▶ _ÜBUNGSTEXT_
-*-*-
Der Great Pacific Garbage Patch ist ein riesiger Müllstrudel im Pazifik mit geschätzt Billionen von Plastikteilen.

Außer Plastikmüll könnten sich dort durch die Strömung aber auch eine ganze Reihe Lebewesen angesammelt haben, nämlich kleinste Organismen, die in einer dünnen Schicht direkt unter der Wasseroberfläche leben. Darauf macht ein Wissenschaftsteam aus den USA aufmerksam. Zu den betroffenen Arten zählen zum Beispiel die Blaue Ozeanschnecke oder die Segelqualle.

Problem für Vögel und Ocean-Cleaner

Die Forschenden haben Wasserproben aus dem Garbage Patch analysiert, die der französische Langstreckenschwimmer Benoît Lecomte 2019 bei einer Umweltschutzaktion im North Pacific Garbage Patch entnommen hat. Ergebnis: Im Zentrum des Müllstrudels war die Konzentration der Organismen zehn Mal höher als in seiner Umgebung. Laut den Forschenden könnte das ein Problem zum Beispiel für Meeresschildkröten und Vögel werden, die die kleinen Lebewesen fressen - sie könnten dann auch Plastikteile mit verschlucken. Andererseits hätten dann aber auch großangelegte Müllsammel-Aktionen wie von der Organisation "The Ocean Cleanup" ihre Schattenseiten, weil dabei nicht nur das Plastik sondern auch die Organismen aus dem Meer geholt werden.

Die Studie ist auf dem Preprint-Server Biorxiv erschienen.
-*-*-
Gespeicherte Einträge
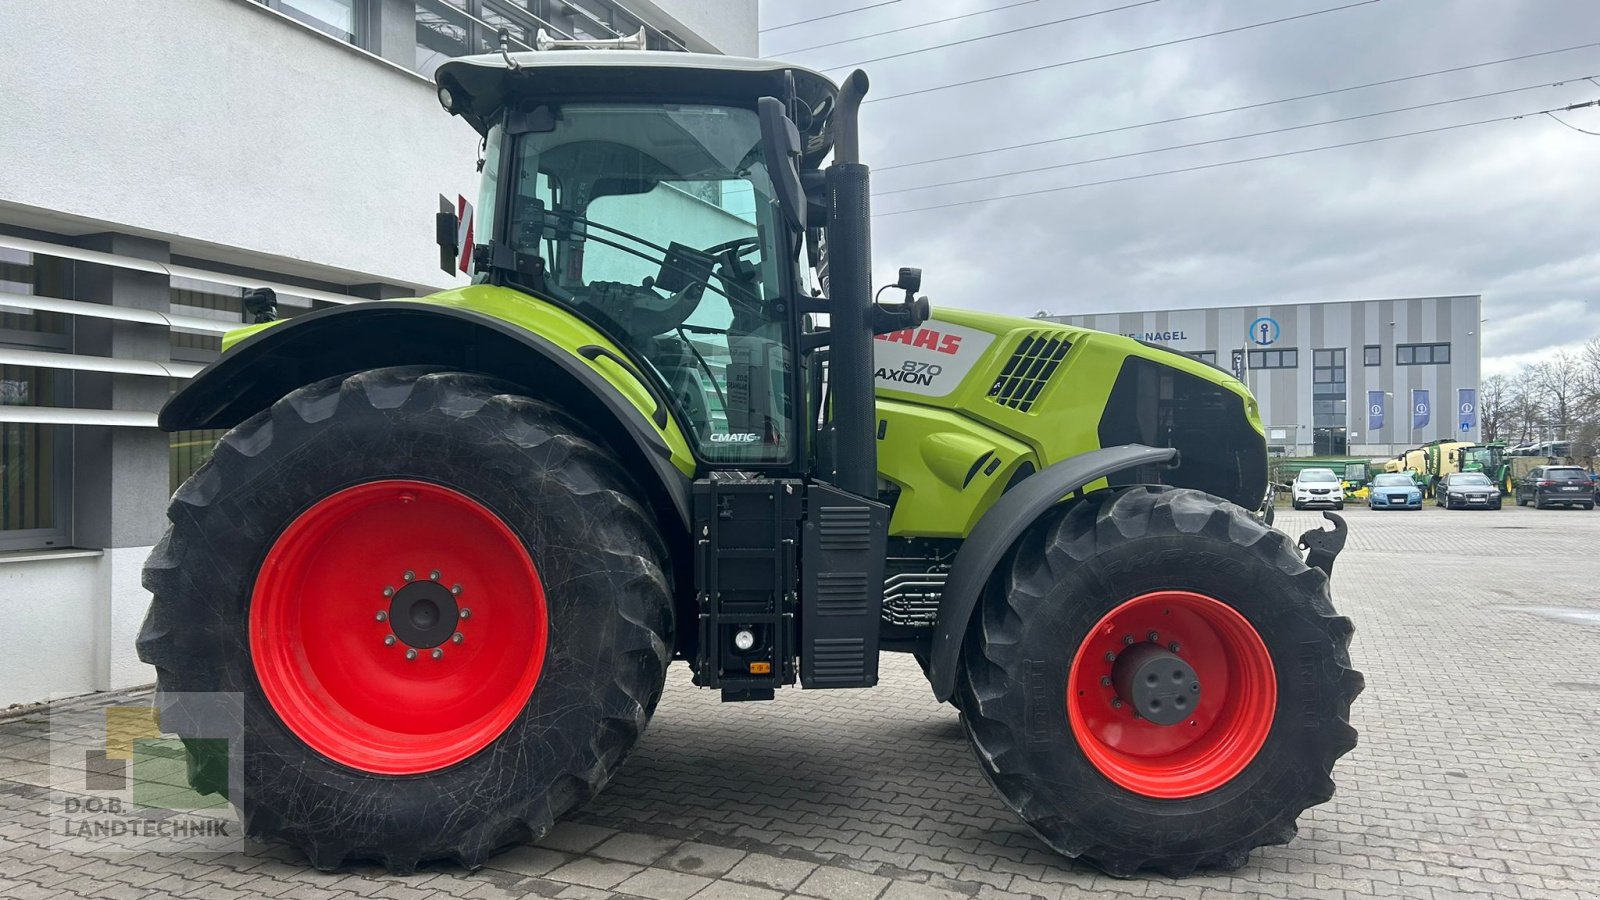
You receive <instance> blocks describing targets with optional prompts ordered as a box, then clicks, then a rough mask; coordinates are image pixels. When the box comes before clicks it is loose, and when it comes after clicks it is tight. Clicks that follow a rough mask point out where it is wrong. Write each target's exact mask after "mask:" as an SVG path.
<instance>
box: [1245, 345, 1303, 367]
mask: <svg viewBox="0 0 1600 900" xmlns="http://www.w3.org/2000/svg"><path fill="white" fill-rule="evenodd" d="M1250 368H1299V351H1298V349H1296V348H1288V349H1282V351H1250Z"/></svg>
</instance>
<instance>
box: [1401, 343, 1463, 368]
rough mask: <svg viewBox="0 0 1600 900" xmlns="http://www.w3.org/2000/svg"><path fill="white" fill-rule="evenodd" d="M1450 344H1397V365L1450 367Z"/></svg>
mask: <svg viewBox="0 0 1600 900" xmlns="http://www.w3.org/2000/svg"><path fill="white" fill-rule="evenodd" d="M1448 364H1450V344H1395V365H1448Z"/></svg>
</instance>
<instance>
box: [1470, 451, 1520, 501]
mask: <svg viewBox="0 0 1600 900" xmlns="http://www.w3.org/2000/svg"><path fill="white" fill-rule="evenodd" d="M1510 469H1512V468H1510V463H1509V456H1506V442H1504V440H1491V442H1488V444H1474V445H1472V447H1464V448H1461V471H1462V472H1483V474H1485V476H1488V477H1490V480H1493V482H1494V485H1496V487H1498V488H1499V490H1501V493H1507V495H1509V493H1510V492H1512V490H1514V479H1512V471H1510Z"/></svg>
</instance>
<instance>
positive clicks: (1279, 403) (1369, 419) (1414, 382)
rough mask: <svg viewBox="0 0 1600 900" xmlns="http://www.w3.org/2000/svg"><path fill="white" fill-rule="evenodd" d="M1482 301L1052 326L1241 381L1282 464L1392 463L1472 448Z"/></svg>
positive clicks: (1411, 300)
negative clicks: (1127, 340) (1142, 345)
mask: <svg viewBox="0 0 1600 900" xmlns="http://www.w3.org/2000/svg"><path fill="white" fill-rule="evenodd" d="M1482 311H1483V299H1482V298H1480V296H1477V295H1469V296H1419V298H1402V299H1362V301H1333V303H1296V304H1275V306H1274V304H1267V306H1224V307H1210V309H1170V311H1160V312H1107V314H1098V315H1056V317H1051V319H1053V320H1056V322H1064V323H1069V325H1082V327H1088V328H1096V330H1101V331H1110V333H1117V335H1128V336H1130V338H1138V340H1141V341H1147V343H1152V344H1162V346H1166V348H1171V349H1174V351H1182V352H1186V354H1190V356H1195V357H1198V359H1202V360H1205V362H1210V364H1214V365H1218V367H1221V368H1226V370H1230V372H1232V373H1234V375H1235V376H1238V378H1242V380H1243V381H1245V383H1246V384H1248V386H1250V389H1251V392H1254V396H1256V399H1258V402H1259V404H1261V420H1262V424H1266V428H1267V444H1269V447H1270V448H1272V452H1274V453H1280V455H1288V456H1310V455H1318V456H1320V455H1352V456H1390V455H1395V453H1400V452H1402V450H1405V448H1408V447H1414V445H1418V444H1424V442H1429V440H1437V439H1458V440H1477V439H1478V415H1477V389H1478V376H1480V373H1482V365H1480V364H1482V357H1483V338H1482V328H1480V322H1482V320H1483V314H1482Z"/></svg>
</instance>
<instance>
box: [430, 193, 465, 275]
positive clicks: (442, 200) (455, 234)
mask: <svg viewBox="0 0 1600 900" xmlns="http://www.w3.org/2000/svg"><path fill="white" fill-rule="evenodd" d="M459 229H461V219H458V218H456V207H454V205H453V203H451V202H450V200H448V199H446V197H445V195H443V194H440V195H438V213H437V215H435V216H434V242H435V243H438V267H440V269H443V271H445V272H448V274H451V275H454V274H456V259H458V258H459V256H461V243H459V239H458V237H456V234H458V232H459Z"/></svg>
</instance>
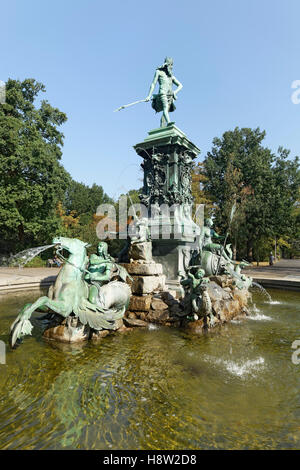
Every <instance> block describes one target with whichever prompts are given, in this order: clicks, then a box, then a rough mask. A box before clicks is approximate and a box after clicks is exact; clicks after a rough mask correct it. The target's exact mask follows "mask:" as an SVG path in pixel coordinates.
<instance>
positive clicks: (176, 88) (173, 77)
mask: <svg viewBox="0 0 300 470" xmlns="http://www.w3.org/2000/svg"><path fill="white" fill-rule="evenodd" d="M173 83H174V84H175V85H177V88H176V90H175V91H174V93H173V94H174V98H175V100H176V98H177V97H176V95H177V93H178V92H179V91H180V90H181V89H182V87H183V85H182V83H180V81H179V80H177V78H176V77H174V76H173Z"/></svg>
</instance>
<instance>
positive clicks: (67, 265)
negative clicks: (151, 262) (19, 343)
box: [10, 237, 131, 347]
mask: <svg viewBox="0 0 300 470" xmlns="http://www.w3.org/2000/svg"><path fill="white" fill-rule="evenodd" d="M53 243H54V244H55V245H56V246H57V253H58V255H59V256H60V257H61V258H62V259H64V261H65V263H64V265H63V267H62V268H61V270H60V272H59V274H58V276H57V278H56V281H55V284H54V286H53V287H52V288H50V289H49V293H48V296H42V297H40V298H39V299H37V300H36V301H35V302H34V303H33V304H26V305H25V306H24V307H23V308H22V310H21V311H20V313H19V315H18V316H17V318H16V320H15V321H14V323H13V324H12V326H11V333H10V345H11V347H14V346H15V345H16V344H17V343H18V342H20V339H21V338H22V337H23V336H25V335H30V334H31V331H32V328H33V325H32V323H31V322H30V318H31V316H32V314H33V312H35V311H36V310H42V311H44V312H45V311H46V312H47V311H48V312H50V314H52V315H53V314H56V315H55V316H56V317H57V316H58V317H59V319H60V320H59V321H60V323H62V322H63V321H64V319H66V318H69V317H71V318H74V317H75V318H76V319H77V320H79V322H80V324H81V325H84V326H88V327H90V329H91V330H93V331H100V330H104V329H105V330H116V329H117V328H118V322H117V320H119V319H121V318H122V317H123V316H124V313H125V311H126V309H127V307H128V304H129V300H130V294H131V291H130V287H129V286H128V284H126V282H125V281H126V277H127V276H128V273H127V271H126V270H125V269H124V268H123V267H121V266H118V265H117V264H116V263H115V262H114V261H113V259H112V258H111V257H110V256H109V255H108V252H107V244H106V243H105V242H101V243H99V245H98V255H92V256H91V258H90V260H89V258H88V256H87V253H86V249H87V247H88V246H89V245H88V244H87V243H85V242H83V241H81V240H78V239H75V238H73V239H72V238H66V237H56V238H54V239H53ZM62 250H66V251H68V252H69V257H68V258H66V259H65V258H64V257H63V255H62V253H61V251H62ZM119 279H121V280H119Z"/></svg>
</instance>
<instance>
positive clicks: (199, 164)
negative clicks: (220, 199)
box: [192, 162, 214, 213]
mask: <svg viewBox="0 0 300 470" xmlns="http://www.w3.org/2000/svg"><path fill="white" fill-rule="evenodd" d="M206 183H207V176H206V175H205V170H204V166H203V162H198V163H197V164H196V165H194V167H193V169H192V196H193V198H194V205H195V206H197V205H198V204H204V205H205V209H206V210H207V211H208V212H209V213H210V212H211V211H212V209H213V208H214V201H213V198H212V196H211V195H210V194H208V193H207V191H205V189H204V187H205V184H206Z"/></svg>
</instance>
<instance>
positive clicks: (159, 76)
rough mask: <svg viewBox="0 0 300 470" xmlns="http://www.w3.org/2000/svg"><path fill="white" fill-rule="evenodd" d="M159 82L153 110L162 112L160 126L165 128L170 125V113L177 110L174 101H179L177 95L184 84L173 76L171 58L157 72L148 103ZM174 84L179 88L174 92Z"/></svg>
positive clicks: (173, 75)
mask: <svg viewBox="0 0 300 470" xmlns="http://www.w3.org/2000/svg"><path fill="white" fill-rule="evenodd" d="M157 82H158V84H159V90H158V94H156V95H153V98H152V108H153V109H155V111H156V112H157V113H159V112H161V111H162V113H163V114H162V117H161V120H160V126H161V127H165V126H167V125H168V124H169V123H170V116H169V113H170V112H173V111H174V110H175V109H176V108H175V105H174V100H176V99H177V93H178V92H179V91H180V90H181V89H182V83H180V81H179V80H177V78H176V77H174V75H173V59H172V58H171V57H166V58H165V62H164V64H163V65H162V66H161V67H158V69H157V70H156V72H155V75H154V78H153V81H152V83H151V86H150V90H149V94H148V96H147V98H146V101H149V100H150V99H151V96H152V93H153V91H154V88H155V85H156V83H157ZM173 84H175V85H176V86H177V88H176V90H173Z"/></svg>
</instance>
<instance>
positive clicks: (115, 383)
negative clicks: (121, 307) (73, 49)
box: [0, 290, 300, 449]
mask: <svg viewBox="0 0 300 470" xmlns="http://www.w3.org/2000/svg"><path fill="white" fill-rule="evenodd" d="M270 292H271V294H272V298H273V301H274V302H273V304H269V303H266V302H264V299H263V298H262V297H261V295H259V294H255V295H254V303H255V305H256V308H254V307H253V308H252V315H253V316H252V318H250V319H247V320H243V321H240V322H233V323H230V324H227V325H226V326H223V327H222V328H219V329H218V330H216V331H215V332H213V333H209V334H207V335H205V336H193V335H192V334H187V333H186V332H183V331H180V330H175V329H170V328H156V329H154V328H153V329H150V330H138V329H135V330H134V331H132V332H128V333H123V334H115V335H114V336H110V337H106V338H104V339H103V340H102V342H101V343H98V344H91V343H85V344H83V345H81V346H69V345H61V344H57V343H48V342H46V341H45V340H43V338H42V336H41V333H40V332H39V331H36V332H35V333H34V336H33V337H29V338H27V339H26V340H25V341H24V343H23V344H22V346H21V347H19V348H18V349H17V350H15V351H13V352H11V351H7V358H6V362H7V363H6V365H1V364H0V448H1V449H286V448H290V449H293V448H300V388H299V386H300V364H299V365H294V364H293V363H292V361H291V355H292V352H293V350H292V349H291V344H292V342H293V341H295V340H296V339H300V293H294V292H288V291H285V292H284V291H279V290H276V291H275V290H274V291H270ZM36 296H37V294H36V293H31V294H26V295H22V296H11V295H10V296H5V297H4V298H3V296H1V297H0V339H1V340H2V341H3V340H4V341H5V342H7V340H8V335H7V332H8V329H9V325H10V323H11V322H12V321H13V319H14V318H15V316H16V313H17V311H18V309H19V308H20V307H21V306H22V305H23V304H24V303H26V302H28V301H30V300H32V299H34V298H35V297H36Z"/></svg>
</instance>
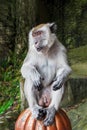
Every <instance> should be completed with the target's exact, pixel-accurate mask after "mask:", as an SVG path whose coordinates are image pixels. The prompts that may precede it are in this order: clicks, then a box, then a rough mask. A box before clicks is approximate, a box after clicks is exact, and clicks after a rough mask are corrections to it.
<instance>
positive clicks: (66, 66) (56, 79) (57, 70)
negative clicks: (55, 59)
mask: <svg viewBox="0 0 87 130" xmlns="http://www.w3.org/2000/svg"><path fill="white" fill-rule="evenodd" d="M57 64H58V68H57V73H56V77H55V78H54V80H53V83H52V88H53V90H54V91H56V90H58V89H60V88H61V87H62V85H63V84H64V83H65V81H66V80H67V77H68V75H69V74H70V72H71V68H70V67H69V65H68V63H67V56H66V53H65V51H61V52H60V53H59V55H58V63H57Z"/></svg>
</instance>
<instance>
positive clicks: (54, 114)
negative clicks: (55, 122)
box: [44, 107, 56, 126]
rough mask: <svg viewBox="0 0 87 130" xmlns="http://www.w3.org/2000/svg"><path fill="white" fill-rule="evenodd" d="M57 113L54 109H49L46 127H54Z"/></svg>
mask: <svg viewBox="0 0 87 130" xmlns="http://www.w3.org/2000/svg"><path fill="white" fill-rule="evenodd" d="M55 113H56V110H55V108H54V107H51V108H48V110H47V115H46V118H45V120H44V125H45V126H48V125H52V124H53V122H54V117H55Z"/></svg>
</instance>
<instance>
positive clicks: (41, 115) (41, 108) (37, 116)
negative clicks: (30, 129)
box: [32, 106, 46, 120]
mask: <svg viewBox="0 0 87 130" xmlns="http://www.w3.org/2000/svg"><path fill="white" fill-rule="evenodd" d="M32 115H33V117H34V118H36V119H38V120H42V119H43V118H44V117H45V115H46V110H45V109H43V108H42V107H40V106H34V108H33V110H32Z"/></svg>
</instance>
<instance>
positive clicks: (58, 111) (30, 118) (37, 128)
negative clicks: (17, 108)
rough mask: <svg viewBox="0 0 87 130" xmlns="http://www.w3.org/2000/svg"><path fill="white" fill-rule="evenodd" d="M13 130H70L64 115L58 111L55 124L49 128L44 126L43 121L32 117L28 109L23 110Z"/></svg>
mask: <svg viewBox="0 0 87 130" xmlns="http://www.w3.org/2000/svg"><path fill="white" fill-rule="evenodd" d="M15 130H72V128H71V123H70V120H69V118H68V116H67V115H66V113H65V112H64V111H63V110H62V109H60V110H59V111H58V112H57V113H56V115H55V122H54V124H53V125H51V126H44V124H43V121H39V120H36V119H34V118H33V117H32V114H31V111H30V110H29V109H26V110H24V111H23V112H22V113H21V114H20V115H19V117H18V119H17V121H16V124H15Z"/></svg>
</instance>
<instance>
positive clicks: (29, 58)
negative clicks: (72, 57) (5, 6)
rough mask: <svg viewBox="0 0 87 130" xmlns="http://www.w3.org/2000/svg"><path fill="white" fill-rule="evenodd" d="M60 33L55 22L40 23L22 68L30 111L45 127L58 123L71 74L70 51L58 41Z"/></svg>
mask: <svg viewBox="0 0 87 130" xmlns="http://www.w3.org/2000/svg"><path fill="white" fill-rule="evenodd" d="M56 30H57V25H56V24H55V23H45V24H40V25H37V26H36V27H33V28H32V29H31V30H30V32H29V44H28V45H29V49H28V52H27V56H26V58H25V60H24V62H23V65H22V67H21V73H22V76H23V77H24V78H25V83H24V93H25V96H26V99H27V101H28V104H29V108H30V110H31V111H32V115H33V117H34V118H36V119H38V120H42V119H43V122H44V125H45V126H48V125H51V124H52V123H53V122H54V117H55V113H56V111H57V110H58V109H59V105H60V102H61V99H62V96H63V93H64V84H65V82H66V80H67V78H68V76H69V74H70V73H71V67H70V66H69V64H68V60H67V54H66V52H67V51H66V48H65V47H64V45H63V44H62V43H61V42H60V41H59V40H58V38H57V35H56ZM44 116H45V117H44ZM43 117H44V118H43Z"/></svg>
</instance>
-*-*-
▶ _ZIEL DER AUFGABE_
Um welchen Faktor lag die Konzentration der Organismen im Zentrum des Müllstrudels laut dem Text über den Great Pacific Garbage Patch höher als in seiner Umgebung?

▶ _LÖSUNG DER AUFGABE_
Sie war zehn Mal höher als in der Umgebung.